> TASK TO COMPLETE: All entries must be given again in full, exactly as they were supplied.

::::::::

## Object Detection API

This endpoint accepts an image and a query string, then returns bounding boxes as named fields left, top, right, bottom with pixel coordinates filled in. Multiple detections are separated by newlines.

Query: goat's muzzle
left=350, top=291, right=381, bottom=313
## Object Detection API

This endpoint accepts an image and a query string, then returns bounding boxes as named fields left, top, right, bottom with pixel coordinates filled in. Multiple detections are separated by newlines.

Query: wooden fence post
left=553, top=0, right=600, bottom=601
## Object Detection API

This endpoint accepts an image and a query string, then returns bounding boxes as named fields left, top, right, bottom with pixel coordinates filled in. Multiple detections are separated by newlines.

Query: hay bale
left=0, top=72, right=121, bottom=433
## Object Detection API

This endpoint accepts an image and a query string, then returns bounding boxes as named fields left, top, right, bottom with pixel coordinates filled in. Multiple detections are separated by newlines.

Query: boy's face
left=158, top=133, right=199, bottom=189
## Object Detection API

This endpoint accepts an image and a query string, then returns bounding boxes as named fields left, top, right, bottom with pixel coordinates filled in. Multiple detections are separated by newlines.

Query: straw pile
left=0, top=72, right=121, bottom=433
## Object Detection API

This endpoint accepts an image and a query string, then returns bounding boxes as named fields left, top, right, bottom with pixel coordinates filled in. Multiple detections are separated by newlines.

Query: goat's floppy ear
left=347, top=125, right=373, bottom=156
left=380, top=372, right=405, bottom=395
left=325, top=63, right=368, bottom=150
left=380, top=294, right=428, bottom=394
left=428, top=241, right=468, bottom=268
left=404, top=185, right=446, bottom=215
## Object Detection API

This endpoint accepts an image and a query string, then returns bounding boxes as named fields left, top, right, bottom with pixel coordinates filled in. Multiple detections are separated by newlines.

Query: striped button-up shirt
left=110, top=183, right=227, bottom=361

::::::::

> RESPONSE TO THE TASK:
## Object Detection API

This endpoint accepts an image and a query string, then returns bounding boxes as named fields left, top, right, bottom with pixel coordinates filled in. Multiple detections are separated by newlines.

Query: goat's muzzle
left=350, top=291, right=381, bottom=313
## Object Detection API

This endpoint accepts an image and a query string, then returns bounding boxes as named fields left, top, right, bottom with pixel coordinates filled in. Multiple detections are separated by newlines.

Query: wooden fence post
left=553, top=0, right=600, bottom=601
## Object Detection API

This endpoint accepts an image and a query string, then returns bounding boxes as named fields left, top, right, bottom with pixel coordinates filled in. Multiple detections are separated by newlines.

Query: hay bale
left=0, top=72, right=121, bottom=433
## Object Detection API

This endpoint accepts an image and a query string, then returns bounding boxes as named fields left, top, right, bottom with pixel coordinates filled in. Multiple detections are separated by newlines.

Query: boy's face
left=158, top=133, right=199, bottom=189
## Object Detection API

This endpoint accepts an image and a query string, then returns bounding boxes as named fields left, top, right, bottom with pixel coordinates filled in. Multiple detections are separated by newlines.

Query: straw pile
left=0, top=72, right=121, bottom=433
## Object Detection API

This endpoint accepts an image and a query string, then returns bounding boxes as named fields left, top, right, bottom with pixel coordinates filled in. Multiple detections are separated by newlines.

Query: goat's floppy ear
left=347, top=125, right=373, bottom=156
left=380, top=372, right=405, bottom=395
left=325, top=63, right=368, bottom=150
left=380, top=294, right=428, bottom=394
left=428, top=241, right=468, bottom=268
left=404, top=185, right=446, bottom=215
## Object Detection API

This endpoint accepts an image and a query string, then returns bounding boxes as named fields left, top, right, bottom with pixel coordinates filled in. Multiple detections are separated by newlines.

Query: striped button-up shirt
left=110, top=183, right=227, bottom=361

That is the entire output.